• **Tasks to carry out**:
1. Sum up the post on LoRa gateway limits in two sentences.
2. Write what comes next in the post on LoRa gateway limits, picking up after its last sentence.

• **Document text**:
Universal LoRa(WAN) gateway limitations, because physics?

Thanks for posting this here, and adding your own thoughts and simulation!

You need to be very careful in comparing these two technologies. For example, at a first glance it seems that the full bandwidth (200kHz) of a Sigfox gateway is compared to a single channel of a LoRa gateway (but correct me if I’m wrong). Using 8 standard channels, and 2 high-speed for LoRa, the numbers get much closer to each other. Maybe the main conclusion from the analysis is that Sigfox is more spectrum efficient. Although I don’t think that assuming 2000 independent 100Hz channels in a 200kHz bandwidth is realistic: at full power adjacent channels will interfere with each other. Another thing to take into account is that if there is a certain difference in signal strength, LoRa can still decode the strongest signal in case of a collision.

My point is not to claim the analysis is wrong, but just to indicate that there are many factors to take into account, also non capacity related ones.

What is important, and clear from the blog post, is that with too many message, a Lora channel will be congested, and result in unacceptable packet loss. This is the basis for our ‘30 seconds’ fair access policy.

• **Provided records**:
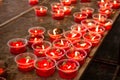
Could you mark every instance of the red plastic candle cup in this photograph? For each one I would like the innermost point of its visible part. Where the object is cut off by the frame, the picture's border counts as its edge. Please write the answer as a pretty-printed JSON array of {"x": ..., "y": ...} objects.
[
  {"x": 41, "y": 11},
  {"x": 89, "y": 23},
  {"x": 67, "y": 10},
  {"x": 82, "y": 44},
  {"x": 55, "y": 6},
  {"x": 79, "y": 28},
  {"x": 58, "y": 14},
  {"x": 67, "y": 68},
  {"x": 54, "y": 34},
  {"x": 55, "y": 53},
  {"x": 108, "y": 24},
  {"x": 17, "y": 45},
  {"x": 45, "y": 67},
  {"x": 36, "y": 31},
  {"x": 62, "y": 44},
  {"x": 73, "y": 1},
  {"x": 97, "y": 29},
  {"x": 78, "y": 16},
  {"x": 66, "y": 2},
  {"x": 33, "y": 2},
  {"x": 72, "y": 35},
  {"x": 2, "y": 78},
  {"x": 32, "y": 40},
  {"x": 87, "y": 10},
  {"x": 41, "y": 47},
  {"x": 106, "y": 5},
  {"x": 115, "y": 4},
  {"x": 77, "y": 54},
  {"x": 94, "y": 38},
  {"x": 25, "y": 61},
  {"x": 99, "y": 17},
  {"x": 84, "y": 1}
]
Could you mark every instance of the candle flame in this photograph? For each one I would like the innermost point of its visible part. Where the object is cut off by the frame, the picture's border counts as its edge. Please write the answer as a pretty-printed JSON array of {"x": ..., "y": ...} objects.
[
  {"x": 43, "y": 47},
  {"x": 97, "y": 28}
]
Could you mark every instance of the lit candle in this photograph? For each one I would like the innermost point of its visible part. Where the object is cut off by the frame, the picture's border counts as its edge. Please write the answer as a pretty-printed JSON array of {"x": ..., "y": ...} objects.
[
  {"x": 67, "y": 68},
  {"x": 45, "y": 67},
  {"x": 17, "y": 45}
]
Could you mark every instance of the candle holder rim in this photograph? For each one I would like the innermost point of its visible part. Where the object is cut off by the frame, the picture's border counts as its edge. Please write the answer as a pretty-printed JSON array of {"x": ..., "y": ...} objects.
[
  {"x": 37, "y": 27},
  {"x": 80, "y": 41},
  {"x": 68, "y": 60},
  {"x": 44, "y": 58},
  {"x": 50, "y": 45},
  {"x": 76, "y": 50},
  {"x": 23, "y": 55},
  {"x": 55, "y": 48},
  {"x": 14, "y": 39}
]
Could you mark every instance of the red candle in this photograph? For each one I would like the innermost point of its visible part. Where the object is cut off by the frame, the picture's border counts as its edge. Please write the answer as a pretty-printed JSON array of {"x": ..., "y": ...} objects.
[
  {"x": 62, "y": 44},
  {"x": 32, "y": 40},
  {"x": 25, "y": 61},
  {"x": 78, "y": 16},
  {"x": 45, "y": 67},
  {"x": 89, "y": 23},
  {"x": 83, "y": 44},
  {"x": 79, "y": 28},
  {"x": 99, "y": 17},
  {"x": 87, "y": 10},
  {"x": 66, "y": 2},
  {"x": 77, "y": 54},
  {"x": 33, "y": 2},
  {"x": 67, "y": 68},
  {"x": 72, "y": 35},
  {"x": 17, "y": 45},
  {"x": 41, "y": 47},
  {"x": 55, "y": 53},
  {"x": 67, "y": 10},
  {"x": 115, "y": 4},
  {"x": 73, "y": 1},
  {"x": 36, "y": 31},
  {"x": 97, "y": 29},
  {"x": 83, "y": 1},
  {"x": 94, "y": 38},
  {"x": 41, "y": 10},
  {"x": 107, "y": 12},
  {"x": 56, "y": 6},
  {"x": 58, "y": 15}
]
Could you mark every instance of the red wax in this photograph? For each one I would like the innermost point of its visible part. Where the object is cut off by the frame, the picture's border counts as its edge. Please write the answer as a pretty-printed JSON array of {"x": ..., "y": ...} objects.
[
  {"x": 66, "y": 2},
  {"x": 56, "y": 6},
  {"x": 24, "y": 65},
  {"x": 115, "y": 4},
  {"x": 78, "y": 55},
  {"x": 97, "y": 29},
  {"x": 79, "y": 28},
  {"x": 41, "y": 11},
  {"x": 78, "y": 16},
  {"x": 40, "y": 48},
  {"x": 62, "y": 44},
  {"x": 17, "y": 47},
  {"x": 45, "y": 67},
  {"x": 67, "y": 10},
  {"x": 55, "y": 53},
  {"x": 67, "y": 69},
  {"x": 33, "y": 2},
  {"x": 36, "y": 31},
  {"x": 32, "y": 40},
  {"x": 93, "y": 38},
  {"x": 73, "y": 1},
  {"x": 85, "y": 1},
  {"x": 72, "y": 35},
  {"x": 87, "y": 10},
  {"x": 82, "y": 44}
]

• **Written answers**:
1. The post warns that comparing Sigfox and LoRa takes care, since the full 200kHz bandwidth of a Sigfox gateway seems to be compared with a single LoRa channel, and counting LoRa's 8 standard and 2 high-speed channels brings the numbers much closer. It also says that too many messages congest a LoRa channel and cause unacceptable packet loss, which is the basis for the '30 seconds' fair access policy.

2.
We defined a maximum load per frequency of 5% (duty-cycle) to prevent too many collisions, and a minimum number of 1000 nodes we want to support per gateway. Over 8 frequencies that gives you per node: 8×24×60×60×0.05/1000 = approx. 30 seconds. We don’t make any assumption on the SF distribution, and don’t include a gain based on the orthogonality.

They key is that it is defined in seconds, and not in messages. This will keep the number of (unnecessary) SF12 transmissions minimal, as the blog post clearly shows is problematic.

The TTN model is based on small cells using simple equipment, not large gateways covering entire cities (although that’s great for now). Together with the scalability features of LoRa such as ADR and the ability to regulate node TX power, this will get us quite far.

Let’s keep researching and discussing this, as it is key to the long-term success of TTN.